======== GIVEN RECORDS ========

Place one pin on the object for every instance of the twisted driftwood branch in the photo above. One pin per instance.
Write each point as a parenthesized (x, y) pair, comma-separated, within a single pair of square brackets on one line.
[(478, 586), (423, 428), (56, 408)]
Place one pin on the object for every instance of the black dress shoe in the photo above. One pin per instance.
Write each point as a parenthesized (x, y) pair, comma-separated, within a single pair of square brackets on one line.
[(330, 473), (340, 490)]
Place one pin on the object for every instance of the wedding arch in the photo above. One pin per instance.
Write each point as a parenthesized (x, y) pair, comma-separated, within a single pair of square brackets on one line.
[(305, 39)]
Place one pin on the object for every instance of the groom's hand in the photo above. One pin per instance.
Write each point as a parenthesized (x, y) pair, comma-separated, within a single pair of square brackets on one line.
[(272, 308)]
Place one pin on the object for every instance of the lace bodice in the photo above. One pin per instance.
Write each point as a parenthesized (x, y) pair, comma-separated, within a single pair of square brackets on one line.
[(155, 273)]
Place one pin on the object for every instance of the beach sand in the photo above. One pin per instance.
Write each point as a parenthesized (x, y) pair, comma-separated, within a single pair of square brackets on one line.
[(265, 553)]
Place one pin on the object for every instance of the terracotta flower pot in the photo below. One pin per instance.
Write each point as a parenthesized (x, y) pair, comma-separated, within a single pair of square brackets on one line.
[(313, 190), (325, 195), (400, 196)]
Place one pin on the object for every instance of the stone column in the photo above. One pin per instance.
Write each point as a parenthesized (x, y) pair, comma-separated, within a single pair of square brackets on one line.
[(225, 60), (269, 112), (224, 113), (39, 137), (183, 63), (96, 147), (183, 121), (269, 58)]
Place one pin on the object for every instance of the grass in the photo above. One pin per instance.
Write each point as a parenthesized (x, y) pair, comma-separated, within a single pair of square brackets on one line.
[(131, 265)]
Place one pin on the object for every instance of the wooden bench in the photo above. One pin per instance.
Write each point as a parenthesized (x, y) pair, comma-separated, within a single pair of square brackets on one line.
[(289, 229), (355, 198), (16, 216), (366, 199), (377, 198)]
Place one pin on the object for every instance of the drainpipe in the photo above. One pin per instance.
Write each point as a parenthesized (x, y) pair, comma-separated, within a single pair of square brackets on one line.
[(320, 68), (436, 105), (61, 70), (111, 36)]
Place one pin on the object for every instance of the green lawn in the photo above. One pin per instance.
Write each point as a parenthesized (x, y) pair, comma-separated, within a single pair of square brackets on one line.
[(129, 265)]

========

Present every line of the records above as a numbered list, omitting any blank lines.

- _THE RESULT_
1. Place one pin on the object for every instance of the twisted driftwood branch in the photo above. One pin per instance.
2. Write each point as a parenthesized (x, y) pair, comma-separated, within a single pair of square brackets on one line.
3. [(478, 586), (423, 428), (56, 408)]
4. Place one pin on the object for every instance of the black dress shoe in the photo above. One pin per instance.
5. Write each point as a parenthesized (x, y) pair, comma-separated, within a single pair of square brackets on one line.
6. [(330, 473), (340, 490)]
7. Place one pin on the object for every instance of the wedding arch in the photo above. One pin per instance.
8. Write each point as a parenthesized (x, y) pair, comma-separated, within a single pair of square brackets on one line.
9. [(305, 39)]
10. Place one pin on the object for every instance of the groom's hand in the photo above. One pin per instance.
11. Write each point as a parenthesized (x, y) pair, comma-separated, within a single pair of square brackets on one line.
12. [(272, 308)]
13. Place one pin on the object for every instance of the lace bodice in the photo above. One pin per instance.
14. Write each point as a parenthesized (x, y) pair, comma-separated, within a single pair of square brackets on one line.
15. [(155, 273)]
16. Place one pin on the object for every instance of the beach sand in the photo above. One pin per instance.
17. Write each point as a parenthesized (x, y) pair, comma-separated, within a single pair of square brackets on one line.
18. [(265, 553)]
19. Place one pin on the object for every instance of the terracotta flower pot in the photo below. One pin per instance.
20. Write each point as a parenthesized (x, y) pair, comma-separated, within a single pair of square brackets on one line.
21. [(313, 190), (325, 195), (400, 196)]
22. Place one pin on the object for every instance of the stone column in the photo above. One pin per instance.
23. Write each point as a parenthesized (x, y) pair, comma-separated, within a single pair of square brackets on one line.
24. [(225, 60), (269, 112), (224, 113), (39, 137), (183, 63), (96, 147), (183, 121), (269, 58)]
25. Place one pin on the object for every instance of the grass in the photo above. One pin per instance.
26. Write each point as a parenthesized (x, y) pair, comma-separated, within a single pair of square brackets on one line.
27. [(131, 265)]
28. Place one pin on the object for every instance of the wooden bench in the photo above. One pin per instance.
29. Write each point as a parenthesized (x, y) pair, comma-separated, within a single pair of square brackets on one line.
30. [(289, 229), (355, 198), (16, 216), (366, 199), (377, 198)]
31. Place one pin on the object for every instance of the drainpipe in the photo above. One pin per instance.
32. Write each point as a parenthesized (x, y) pair, comma-separated, within a single pair of square brackets on one line.
33. [(320, 68), (436, 105), (61, 70), (111, 36)]
34. Place one pin on the object for every instance of the green lawn in the photo above. One pin per instance.
35. Write each point as a parenthesized (x, y) pair, comma-separated, within a single pair of square brackets on one line.
36. [(129, 265)]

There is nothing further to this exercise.